*텍스트 블록*.

□ □ □ □ □

# 운 좋게 더 좋은 걸 먹고 왔나 했어요.



## 82riceballs

Hi all!

I came across the following sentences in my textbook:
저는 ‘가는 날이 장날’이라는 말만 듣고 운 좋게 더 좋은 걸 먹고 왔나 했어요.
장날은 부적부적 사람들도 많고 이것저것 먹을 것도 많으니까 좋은 날이잖아요?

I don't quite get the usage of ~나 했어요 here...
Are (1) and (2) the same?
(1) 먹고 왔나 했어요.
(2) 먹고 온 줄 알았어요.

Also if you could give me some more examples of how ~나 했어요 that would be super helpful. Thanks so much for your help!!!


----------



## Kross

82riceballs said:


> Are (1) and (2) the same?
> (1) 먹고 왔나 했어요.
> (2) 먹고 온 줄 알았어요.


 They convey the same meaning, but the difference is the (1) sentence sounds informal and casual while the (2) is not.



82riceballs said:


> Also if you could give me some more examples


1. 아침부터 계속 실실 웃으시기래 무슨 좋은 일이 있나 했어요. 
2. 평소에 약속을 잘 지키시는 분이 오늘따라 늦으시기래 무슨 일이 있나 했어요.


----------



## malgeul91

*-나*
*「어미」*
((주로 동사 어간이나 어미 ‘-으시-’, ‘-었-’, ‘-겠-’ 뒤에 붙어))
「1」하게할 자리에 쓰여, 물음을 나타내는 종결 어미.
　　¶ 자네 언제 *떠나나*?
　　¶ 자네 그 소식 듣고 얼마나 *기뻤나*?
　　¶ 여보게, 자네가 날 *도와주겠나*?
「2」((주로 ‘-나 하다’, ‘-나 싶다’, ‘-나 보다’ 구성으로 쓰여))자기 스스로에게 묻는 물음이나 추측을 나타내는 종결 어미.
　　¶ 얼굴이 붉어서 난 자네가 술을 *마셨나* 했어.
　　¶ 그 애가 많이 *아팠나* 싶었다.
　　¶ 저 애가 왜 화가 *났나* 싶어서 내 행동을 곰곰이 되짚어 보았다.
　　¶ 밖에는 비가 *내리나* 보다.
　　¶ 아침저녁 선선한 바람이 부니 이제 가을이 *되었나* 보다.

□ □ □ □ □

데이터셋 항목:
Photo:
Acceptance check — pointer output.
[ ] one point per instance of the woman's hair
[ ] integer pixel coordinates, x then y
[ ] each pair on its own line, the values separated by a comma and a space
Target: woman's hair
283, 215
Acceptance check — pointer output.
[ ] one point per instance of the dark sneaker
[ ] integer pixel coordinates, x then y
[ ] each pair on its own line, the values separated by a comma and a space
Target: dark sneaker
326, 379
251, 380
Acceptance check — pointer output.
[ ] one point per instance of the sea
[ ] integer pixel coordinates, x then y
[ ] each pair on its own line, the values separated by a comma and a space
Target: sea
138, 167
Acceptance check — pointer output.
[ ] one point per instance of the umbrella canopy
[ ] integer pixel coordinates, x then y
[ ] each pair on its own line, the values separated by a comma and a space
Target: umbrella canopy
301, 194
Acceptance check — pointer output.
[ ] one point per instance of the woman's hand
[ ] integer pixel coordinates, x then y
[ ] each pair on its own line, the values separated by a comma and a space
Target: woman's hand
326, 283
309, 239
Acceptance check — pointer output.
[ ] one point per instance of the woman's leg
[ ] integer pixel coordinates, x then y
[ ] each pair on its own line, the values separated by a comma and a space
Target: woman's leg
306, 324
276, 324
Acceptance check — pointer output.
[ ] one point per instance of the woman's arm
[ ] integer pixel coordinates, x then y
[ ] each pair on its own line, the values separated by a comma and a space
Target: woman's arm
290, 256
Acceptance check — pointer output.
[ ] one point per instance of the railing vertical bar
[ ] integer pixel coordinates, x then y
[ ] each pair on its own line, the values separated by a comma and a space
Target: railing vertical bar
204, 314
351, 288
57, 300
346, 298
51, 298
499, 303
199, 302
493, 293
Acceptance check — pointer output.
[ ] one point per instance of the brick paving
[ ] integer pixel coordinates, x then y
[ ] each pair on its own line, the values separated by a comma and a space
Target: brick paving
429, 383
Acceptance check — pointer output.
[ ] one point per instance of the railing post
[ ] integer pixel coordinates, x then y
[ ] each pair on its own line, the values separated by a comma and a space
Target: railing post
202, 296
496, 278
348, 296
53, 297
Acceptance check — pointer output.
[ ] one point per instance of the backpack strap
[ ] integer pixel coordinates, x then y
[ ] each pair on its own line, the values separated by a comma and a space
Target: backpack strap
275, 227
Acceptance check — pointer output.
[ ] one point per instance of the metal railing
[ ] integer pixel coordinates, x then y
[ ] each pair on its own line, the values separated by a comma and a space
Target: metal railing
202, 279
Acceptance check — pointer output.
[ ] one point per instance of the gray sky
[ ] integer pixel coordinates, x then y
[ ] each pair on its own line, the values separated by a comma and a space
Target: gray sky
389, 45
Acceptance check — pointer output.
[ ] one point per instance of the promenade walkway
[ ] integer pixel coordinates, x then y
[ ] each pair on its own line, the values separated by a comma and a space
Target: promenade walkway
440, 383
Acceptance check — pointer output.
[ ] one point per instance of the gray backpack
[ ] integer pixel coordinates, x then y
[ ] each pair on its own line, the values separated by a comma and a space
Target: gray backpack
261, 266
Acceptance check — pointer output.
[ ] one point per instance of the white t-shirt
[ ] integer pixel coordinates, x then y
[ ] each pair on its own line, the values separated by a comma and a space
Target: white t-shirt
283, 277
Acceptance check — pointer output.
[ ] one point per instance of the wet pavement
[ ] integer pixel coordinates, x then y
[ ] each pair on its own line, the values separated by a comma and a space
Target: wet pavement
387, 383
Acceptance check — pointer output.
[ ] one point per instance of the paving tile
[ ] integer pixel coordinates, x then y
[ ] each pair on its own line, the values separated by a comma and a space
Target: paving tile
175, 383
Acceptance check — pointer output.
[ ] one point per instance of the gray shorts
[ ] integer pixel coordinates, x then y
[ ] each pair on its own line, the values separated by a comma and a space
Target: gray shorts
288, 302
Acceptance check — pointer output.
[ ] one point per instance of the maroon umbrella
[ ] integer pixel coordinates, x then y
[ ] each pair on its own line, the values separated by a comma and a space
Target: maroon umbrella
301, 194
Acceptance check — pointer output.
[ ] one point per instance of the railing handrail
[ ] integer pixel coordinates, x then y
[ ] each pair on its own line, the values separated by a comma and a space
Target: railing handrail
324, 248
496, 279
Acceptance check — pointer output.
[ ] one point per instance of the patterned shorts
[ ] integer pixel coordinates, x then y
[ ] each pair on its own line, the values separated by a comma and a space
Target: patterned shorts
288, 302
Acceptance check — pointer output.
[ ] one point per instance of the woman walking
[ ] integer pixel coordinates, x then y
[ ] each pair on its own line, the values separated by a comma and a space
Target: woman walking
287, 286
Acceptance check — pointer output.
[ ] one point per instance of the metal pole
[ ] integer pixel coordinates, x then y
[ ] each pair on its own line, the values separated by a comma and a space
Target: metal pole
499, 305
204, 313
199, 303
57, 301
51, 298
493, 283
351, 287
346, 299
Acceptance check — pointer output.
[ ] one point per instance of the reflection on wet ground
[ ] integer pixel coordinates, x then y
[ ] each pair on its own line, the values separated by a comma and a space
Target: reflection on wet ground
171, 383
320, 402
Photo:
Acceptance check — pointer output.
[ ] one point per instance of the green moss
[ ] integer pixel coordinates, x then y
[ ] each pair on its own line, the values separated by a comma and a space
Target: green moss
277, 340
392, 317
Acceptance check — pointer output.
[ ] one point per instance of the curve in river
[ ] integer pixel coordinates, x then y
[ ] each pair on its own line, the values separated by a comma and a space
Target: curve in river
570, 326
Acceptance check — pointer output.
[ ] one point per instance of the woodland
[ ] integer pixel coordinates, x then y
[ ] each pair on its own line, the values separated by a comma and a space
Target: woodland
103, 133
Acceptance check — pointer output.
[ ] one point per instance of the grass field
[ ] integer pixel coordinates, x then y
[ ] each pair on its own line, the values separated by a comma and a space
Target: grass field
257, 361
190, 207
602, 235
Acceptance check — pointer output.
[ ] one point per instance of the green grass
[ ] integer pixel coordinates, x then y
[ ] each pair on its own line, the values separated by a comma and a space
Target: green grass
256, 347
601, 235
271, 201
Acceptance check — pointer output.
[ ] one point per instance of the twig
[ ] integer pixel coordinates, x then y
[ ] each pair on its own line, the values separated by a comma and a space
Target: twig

□ □ □ □ □

*요청 사항*.
[1] 포럼 글에서 "## 82riceballs"에서 시작해 "of ~나 했어요 here..."까지 이어지는 부분을 한 글자도 바꾸지 말고 옮겨 적으세요.
[2] 레코드에서 "tile"라는 단어가 들어 있는 줄을 모두 골라 적으세요.
포럼 글과 레코드는 서로 아무 관련이 없습니다.

*과제별 답변*.
[1]
## 82riceballs

Hi all!

I came across the following sentences in my textbook:
저는 ‘가는 날이 장날’이라는 말만 듣고 운 좋게 더 좋은 걸 먹고 왔나 했어요.
장날은 부적부적 사람들도 많고 이것저것 먹을 것도 많으니까 좋은 날이잖아요?

I don't quite get the usage of ~나 했어요 here...

[2]
[ ] one point per instance of the paving tile
Target: paving tile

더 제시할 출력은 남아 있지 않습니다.